**SHORT PROBLEM**.
Please rewrite the lines from the start through the line with "[[[492,307],[493,296],[486,293],[474,293],[468,299],[469,307]]]", changing "balcony railing" to "porch railing" and keeping everything else the same.

**DATA IN THIS EXERCISE**.
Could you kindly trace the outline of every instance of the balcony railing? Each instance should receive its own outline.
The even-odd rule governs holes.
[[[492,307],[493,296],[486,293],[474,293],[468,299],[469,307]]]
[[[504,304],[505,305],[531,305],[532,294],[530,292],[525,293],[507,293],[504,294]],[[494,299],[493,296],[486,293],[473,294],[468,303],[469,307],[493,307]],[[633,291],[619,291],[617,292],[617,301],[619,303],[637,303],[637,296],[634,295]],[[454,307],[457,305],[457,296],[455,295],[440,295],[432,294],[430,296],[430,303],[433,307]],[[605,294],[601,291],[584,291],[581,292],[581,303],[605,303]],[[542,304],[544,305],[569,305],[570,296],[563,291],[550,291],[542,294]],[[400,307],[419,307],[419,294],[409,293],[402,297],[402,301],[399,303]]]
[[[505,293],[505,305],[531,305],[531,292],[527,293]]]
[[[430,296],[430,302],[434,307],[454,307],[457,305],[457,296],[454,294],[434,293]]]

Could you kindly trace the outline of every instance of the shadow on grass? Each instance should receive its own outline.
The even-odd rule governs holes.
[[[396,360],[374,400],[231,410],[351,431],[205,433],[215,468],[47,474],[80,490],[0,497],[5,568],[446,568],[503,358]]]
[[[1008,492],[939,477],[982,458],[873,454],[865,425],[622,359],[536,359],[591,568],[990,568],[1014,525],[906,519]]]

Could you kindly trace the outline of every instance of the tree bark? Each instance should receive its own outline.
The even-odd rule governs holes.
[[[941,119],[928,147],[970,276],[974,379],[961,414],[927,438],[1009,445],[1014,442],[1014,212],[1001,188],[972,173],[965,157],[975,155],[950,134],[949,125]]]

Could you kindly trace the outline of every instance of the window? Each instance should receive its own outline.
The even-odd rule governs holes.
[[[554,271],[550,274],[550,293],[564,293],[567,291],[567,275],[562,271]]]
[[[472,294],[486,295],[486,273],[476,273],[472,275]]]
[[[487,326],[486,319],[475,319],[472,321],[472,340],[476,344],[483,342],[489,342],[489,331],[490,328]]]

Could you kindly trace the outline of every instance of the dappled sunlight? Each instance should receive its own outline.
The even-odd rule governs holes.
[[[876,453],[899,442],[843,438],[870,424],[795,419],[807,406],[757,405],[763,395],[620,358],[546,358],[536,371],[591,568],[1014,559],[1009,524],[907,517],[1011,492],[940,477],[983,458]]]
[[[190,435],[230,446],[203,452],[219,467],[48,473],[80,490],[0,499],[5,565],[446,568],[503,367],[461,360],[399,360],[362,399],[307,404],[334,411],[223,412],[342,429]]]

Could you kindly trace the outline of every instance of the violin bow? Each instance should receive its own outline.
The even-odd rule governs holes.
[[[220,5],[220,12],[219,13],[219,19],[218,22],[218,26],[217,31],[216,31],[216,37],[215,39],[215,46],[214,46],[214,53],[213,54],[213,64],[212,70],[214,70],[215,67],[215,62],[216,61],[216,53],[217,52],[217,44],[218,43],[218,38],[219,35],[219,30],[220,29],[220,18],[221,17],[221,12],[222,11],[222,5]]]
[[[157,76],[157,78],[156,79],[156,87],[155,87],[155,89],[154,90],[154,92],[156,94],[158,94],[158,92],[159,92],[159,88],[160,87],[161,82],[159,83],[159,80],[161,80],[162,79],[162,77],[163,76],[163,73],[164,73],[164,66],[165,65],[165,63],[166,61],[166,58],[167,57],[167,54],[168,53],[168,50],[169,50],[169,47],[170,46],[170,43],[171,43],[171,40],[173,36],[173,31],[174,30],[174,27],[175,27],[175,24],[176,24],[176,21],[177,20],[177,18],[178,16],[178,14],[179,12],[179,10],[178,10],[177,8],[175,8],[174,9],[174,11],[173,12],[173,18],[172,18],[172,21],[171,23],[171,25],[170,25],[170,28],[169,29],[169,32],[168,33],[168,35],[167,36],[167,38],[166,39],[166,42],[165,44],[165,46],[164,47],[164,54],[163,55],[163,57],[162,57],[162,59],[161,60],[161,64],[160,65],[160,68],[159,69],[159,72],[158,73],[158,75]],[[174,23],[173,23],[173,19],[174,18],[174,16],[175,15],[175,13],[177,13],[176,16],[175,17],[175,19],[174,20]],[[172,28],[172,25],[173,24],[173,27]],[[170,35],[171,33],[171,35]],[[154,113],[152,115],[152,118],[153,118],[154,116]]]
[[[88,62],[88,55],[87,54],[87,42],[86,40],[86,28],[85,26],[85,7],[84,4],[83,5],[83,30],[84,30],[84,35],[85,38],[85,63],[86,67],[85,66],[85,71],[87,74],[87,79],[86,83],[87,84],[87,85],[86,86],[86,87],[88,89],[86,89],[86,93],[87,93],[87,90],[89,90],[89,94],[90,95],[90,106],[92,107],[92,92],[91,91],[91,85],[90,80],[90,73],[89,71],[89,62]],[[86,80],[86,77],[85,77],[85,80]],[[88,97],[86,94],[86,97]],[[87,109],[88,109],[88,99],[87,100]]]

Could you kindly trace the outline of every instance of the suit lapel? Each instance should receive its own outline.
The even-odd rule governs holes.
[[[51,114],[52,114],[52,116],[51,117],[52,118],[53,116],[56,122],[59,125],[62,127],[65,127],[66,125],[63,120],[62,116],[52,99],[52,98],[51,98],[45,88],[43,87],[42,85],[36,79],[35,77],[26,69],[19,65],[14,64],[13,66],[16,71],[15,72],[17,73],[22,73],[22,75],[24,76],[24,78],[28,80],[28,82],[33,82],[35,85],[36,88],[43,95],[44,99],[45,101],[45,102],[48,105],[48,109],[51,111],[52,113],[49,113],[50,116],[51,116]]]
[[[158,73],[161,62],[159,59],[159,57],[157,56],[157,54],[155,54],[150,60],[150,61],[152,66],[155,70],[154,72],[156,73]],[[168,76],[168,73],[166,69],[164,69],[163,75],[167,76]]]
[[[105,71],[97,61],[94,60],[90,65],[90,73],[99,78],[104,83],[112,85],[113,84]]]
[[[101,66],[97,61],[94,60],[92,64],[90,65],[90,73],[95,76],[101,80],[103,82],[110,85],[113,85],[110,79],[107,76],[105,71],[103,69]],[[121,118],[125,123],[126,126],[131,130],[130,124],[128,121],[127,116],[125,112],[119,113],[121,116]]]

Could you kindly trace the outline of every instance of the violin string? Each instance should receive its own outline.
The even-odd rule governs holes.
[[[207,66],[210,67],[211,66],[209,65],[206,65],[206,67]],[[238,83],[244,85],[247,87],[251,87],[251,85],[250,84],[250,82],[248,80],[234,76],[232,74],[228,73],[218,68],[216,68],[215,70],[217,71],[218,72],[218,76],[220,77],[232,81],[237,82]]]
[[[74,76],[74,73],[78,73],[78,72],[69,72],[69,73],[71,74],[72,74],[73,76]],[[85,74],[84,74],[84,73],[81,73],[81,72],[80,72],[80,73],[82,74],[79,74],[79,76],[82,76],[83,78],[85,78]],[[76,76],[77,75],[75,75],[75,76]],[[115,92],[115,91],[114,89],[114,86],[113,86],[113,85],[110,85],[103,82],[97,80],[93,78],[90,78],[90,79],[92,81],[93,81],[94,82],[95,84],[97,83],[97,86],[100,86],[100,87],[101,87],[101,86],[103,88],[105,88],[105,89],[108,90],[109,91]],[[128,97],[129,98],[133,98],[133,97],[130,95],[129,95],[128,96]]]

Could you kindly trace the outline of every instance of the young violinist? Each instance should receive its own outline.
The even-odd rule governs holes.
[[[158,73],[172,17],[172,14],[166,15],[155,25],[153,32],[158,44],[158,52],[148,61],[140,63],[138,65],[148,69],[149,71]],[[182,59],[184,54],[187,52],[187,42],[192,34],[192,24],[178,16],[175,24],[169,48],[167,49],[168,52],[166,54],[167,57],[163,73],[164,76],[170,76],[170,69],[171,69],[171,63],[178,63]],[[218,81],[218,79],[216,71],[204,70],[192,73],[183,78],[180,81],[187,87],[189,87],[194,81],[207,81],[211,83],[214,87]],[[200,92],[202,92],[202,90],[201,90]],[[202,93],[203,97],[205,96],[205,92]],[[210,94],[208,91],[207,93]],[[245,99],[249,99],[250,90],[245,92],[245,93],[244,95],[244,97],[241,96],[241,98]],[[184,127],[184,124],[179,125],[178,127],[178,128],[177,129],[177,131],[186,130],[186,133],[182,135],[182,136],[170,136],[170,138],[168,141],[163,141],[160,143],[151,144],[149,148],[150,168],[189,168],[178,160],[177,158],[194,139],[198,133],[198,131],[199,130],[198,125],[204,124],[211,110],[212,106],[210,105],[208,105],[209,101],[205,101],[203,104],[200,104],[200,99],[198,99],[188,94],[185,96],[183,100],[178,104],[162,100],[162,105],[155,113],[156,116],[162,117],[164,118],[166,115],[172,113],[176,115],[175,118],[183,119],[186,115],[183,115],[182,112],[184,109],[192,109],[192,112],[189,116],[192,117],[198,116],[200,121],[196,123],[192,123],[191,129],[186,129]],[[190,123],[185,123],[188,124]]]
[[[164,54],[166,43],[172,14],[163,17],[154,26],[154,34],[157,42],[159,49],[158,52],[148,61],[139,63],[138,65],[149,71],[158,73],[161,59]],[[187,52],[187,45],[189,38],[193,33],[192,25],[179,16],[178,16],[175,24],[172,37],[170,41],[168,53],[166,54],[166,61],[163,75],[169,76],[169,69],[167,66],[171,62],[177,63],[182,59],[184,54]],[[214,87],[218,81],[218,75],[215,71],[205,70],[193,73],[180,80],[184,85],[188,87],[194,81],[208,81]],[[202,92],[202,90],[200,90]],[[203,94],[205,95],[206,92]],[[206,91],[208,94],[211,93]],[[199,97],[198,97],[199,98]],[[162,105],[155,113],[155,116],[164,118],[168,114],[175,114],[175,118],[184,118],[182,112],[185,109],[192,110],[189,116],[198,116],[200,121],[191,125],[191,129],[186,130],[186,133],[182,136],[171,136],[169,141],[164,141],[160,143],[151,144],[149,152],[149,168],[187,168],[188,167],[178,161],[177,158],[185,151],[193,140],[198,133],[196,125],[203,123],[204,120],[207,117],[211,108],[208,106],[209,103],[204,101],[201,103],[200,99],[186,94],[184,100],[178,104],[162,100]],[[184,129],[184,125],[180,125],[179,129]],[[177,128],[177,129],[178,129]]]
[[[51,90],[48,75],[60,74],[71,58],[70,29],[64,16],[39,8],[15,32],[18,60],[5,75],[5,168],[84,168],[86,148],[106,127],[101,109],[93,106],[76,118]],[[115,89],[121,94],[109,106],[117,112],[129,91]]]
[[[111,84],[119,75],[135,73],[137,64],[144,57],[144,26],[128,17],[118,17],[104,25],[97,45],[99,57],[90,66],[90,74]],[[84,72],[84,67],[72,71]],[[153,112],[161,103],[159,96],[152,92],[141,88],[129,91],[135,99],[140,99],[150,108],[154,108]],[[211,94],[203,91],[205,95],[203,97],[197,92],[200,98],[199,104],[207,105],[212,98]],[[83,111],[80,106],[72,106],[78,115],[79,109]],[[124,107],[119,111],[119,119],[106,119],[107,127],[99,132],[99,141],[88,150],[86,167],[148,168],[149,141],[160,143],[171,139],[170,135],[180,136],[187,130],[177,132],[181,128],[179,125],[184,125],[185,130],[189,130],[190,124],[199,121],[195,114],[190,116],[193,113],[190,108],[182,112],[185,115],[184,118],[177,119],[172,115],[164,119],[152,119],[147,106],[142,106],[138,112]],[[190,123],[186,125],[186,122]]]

**SOLUTION FOR THIS EXERCISE**.
Could you kindly trace the outline of every instance of the porch railing? Each instance should receive its own outline.
The even-odd rule governs holes.
[[[492,307],[493,296],[486,293],[474,293],[468,299],[469,307]]]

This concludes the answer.